- [PROBLEM TO WORK ON]
Replace "pick out" with "locate" throughout the items below, keeping everything else the same, and leave the pictures out of your version.

Point-based annotation data
-.-.-

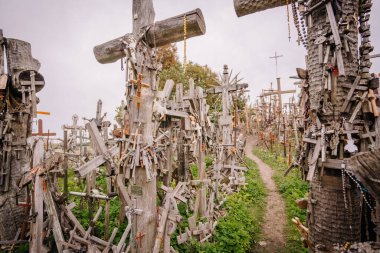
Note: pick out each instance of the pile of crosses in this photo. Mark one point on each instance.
(339, 119)
(276, 123)
(148, 162)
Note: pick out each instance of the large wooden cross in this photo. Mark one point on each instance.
(227, 86)
(279, 93)
(137, 47)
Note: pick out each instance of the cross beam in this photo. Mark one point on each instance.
(40, 130)
(278, 92)
(156, 35)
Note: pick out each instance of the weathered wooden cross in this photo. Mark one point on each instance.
(40, 131)
(279, 93)
(137, 47)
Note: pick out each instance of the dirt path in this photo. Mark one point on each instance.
(274, 220)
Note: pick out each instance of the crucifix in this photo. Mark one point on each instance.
(275, 57)
(279, 93)
(138, 47)
(40, 131)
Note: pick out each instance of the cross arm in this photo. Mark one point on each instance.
(245, 7)
(219, 89)
(158, 34)
(271, 93)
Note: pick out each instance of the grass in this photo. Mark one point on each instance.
(291, 187)
(240, 229)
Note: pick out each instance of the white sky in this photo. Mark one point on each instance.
(63, 34)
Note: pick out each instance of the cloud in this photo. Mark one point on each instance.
(63, 33)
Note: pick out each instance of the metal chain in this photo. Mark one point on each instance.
(184, 42)
(344, 171)
(297, 18)
(288, 17)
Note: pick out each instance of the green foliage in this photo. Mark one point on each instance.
(291, 187)
(239, 230)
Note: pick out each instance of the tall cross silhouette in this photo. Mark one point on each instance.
(275, 57)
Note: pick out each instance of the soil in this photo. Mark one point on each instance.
(274, 220)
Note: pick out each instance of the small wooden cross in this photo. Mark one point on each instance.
(139, 85)
(139, 237)
(41, 132)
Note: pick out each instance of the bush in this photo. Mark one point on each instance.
(291, 187)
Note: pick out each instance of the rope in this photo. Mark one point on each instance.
(184, 42)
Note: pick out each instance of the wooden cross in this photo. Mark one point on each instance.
(275, 57)
(41, 132)
(137, 46)
(139, 237)
(279, 93)
(105, 155)
(139, 85)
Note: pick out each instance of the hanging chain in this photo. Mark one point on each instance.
(299, 23)
(344, 171)
(288, 17)
(184, 42)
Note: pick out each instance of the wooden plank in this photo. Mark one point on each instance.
(350, 93)
(234, 87)
(73, 218)
(40, 169)
(158, 34)
(96, 137)
(314, 160)
(336, 35)
(125, 198)
(53, 216)
(36, 228)
(245, 7)
(95, 162)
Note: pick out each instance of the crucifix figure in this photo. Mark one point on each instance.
(279, 93)
(138, 47)
(275, 57)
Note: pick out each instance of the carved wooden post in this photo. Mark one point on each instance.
(140, 98)
(332, 67)
(15, 128)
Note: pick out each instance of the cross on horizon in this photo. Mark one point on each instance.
(279, 93)
(275, 57)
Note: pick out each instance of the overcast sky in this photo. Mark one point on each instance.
(63, 34)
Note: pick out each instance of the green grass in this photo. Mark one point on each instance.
(291, 187)
(240, 229)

-.-.-

- [FULL ANSWER]
Note: locate each instance of the pile of crosses in this photo. Mark one point on each instance.
(339, 119)
(276, 123)
(148, 162)
Note: locate each instance of the large wooden cross in this photo. Mark one point on each instance.
(227, 86)
(279, 93)
(137, 47)
Note: locate each instance of the cross beam in this photo. Mark one point on each instance.
(40, 130)
(278, 92)
(156, 35)
Note: locate each instance of the weathered wooden cross in this photo. Mark one point on each instance.
(40, 131)
(279, 93)
(137, 47)
Note: locate each instance of the dirt path in this photo. Mark one point on each instance.
(274, 220)
Note: locate each instance of the crucifix in this photo. Mark one point on each instance.
(275, 57)
(279, 93)
(138, 47)
(40, 131)
Note: locate each instance of the cross arm in this photo. Mark one point on each instance.
(245, 7)
(219, 89)
(158, 34)
(271, 93)
Note: locate each instance of the grass in this photo. Mark one point on each instance.
(291, 187)
(240, 229)
Note: locate each instance of the white sky in this photo. Mark one point on each instance.
(63, 34)
Note: locate each instance of the cloud in this photo. Mark one point on each instance.
(63, 33)
Note: locate each instance of the metal chain in this photo. Mark one point on each instance.
(184, 42)
(344, 171)
(297, 18)
(288, 17)
Note: locate each instance of the green foliage in this photo. Mark one point on each instance.
(291, 187)
(239, 230)
Note: locate each instance of the tall cross silhouette in this photo. Mark one point on each instance.
(275, 57)
Note: locate each instance of the soil in this photo. Mark one point on each instance.
(274, 220)
Note: locate each instance of the small wooden cross in this photo. Mark one point on each instance.
(139, 85)
(139, 237)
(41, 132)
Note: locate each instance of the bush in this photo. Mark one point on each instance.
(291, 187)
Note: locate each instance of the rope in this photo. Mark one point on each instance.
(184, 42)
Note: locate each instance of the wooden cross in this photo. Mark one point on each instance.
(275, 57)
(41, 132)
(137, 46)
(139, 237)
(279, 93)
(105, 155)
(139, 85)
Note: locate each instance of the hanging chain in this photo. Mark one point on each instance.
(299, 23)
(344, 171)
(288, 17)
(184, 42)
Note: locate each instance of the wooden plank in this photo. Mark one point on each instance.
(350, 93)
(234, 87)
(73, 218)
(40, 169)
(158, 34)
(96, 137)
(314, 160)
(336, 35)
(125, 198)
(53, 216)
(36, 228)
(245, 7)
(95, 162)
Note: locate each instance of the crucifix figure in this photo. Mark one point on each instance.
(279, 93)
(138, 47)
(275, 57)
Note: locate each instance of the carved wooden post in this photo. Mark one point on each instance.
(140, 98)
(332, 67)
(15, 128)
Note: locate each instance of the cross on horizon in this photo. Mark one point on each instance.
(279, 93)
(275, 57)
Note: locate each instance of the overcast sky in this photo. Mark one point on each instance.
(63, 34)
Note: locate each instance of the green grass in this photo. Mark one point on each instance.
(291, 187)
(240, 229)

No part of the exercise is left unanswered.